:: What you are asked to do ::
In the entries that follow, the line with "Target: laptop trackpad" opens the range and the line with "Target: man's beard" closes it; repeat that range exactly, both lines included.

##### Input #####

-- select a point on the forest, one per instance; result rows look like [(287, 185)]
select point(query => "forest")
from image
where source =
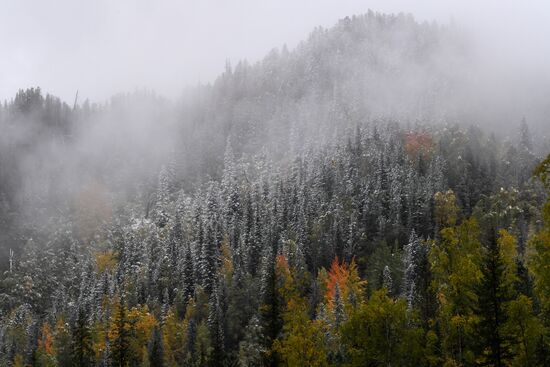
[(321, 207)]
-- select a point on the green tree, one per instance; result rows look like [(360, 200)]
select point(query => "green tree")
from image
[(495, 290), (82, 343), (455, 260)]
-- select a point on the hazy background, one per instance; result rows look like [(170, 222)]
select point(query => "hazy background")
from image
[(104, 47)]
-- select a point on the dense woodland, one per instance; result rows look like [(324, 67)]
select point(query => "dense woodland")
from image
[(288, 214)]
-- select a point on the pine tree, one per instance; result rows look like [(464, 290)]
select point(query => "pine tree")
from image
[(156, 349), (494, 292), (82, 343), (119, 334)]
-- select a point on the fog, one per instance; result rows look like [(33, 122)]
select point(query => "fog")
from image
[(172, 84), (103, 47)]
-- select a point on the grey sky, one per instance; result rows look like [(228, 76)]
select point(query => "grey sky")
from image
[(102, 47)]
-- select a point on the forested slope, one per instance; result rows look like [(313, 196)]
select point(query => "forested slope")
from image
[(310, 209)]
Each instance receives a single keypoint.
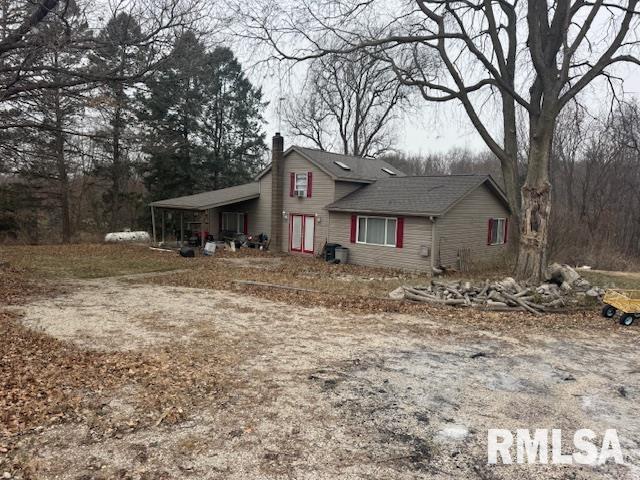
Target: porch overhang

#####
##### Input #####

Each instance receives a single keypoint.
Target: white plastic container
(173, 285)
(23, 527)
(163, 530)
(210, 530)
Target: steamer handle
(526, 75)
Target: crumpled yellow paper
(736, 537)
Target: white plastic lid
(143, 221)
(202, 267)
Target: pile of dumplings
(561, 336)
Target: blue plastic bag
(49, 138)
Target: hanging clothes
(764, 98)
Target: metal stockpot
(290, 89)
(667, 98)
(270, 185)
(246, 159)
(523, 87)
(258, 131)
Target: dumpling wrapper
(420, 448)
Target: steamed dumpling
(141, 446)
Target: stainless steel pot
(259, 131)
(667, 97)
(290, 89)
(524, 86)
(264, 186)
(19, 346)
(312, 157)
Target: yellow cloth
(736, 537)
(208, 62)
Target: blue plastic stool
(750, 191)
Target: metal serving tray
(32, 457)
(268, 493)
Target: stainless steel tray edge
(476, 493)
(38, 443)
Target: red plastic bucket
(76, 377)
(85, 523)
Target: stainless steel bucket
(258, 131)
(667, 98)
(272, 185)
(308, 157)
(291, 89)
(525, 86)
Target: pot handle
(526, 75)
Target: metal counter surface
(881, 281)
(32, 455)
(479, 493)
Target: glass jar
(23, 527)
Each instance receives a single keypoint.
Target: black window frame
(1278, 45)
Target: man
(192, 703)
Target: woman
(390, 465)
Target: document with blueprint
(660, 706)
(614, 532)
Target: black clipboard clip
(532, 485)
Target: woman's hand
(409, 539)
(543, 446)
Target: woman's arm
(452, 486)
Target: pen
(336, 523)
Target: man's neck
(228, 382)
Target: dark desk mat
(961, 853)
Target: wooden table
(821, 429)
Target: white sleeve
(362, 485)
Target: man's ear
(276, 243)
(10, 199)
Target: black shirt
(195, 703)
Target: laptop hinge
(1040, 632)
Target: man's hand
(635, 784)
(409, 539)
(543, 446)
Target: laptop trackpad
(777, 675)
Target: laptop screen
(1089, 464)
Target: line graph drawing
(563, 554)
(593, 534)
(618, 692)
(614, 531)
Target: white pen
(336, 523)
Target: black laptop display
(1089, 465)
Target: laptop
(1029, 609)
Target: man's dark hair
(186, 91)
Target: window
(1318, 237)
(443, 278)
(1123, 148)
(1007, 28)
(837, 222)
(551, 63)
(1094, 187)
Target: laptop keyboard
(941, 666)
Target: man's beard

#####
##### Input #####

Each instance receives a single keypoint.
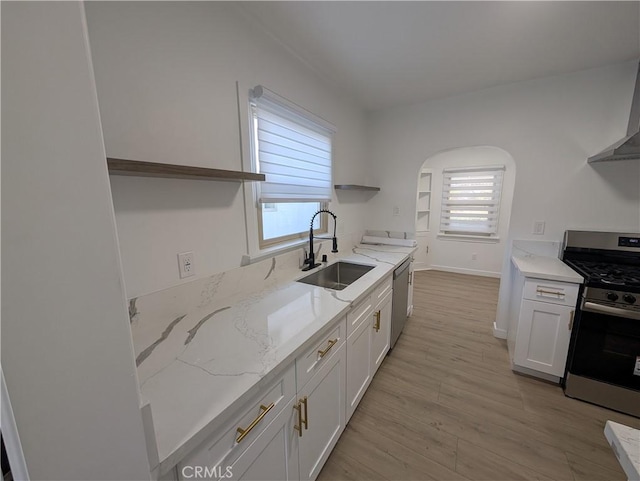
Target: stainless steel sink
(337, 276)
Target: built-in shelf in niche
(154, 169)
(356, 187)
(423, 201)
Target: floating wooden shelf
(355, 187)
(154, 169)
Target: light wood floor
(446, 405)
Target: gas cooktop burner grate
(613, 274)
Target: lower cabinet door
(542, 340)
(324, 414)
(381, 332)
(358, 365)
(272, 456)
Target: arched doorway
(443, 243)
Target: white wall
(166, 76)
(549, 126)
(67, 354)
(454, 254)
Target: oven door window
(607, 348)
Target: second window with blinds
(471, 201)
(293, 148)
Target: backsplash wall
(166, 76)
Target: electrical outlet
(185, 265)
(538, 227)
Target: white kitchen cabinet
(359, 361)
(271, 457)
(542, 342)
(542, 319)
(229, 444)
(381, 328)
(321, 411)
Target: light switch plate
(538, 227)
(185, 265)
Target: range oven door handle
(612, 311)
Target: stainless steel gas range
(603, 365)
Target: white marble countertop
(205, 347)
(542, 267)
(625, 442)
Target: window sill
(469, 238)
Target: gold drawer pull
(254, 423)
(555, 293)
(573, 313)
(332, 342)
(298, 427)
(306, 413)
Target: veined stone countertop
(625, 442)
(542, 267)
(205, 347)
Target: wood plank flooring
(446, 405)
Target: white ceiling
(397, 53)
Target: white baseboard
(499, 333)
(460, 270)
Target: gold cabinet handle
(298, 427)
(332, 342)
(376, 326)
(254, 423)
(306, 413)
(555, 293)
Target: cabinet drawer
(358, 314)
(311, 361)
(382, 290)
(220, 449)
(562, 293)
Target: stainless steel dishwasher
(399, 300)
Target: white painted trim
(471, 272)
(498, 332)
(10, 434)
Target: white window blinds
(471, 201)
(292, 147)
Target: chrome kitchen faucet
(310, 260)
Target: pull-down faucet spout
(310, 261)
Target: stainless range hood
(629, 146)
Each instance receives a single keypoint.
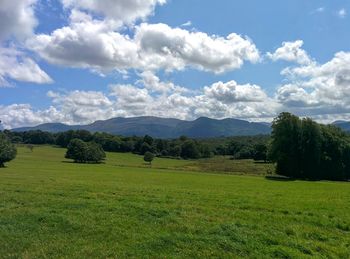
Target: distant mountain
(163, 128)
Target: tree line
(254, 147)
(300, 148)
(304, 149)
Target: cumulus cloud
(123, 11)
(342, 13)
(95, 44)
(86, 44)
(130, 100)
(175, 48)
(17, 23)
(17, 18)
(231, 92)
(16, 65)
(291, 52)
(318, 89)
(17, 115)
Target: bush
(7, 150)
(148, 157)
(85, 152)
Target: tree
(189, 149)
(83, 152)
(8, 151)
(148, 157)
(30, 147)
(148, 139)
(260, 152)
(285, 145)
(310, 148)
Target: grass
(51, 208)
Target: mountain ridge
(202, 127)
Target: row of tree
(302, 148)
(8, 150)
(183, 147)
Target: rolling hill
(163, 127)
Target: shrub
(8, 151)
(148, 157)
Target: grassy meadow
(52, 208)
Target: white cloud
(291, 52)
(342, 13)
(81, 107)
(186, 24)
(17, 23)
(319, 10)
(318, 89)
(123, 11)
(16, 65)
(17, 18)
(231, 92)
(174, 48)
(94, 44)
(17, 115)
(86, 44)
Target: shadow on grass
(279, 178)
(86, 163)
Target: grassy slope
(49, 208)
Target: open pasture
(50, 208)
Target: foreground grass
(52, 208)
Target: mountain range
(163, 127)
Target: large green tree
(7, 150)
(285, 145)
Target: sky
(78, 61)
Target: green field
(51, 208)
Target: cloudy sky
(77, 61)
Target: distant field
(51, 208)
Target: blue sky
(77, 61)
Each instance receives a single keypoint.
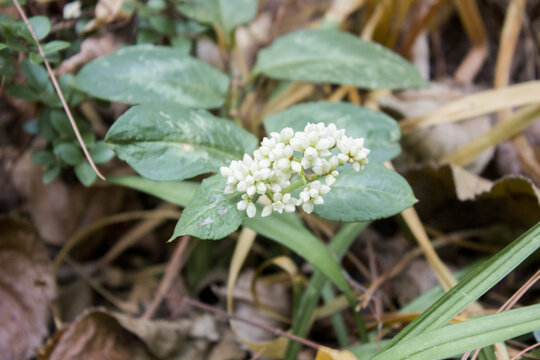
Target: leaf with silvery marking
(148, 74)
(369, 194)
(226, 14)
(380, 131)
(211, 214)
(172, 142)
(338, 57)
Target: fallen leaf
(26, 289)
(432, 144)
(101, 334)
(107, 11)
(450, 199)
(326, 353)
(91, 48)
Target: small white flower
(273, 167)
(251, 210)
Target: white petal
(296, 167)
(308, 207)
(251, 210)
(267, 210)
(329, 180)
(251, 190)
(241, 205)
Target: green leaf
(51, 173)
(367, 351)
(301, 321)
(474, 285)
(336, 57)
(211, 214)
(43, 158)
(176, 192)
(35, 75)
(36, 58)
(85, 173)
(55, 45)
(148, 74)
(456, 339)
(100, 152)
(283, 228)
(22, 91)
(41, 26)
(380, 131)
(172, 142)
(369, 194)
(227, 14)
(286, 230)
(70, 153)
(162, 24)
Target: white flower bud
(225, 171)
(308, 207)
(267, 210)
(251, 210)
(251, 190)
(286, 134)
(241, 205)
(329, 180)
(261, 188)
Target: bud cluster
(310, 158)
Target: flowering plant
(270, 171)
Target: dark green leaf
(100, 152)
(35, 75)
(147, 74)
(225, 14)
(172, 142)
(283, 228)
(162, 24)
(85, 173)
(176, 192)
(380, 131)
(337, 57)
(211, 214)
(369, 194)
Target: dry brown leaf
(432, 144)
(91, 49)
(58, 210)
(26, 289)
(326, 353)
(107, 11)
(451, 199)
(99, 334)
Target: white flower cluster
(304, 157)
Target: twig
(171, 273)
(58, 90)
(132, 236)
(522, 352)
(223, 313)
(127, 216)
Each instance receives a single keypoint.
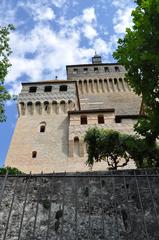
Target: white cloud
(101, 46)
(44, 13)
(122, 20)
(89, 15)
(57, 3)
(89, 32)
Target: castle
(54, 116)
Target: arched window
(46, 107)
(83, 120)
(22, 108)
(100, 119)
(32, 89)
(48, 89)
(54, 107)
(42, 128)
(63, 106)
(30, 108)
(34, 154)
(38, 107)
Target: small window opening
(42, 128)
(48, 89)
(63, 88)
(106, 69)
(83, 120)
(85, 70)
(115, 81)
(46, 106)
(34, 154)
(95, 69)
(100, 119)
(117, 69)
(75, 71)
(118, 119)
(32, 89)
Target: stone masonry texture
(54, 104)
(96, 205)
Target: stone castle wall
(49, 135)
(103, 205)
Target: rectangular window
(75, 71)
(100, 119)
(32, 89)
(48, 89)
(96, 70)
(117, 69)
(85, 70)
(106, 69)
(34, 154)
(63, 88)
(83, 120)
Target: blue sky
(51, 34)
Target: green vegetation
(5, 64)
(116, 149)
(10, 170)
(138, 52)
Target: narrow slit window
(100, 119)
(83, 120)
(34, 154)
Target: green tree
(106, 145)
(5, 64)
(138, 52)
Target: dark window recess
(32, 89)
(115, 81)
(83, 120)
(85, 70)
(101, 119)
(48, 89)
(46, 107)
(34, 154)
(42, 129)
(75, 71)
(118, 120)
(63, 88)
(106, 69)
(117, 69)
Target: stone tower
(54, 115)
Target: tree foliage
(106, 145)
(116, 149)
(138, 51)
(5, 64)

#####

:: Solution below ::
Target: laptop trackpad
(777, 675)
Target: laptop screen
(1089, 464)
Target: line graph drawing
(563, 554)
(593, 534)
(618, 692)
(614, 531)
Target: white pen
(336, 523)
Target: black laptop display
(1089, 465)
Target: laptop
(1029, 609)
Target: man's dark hair
(186, 91)
Target: window
(1318, 237)
(443, 278)
(1123, 148)
(1007, 28)
(837, 222)
(551, 63)
(1094, 187)
Target: laptop keyboard
(941, 666)
Target: man's beard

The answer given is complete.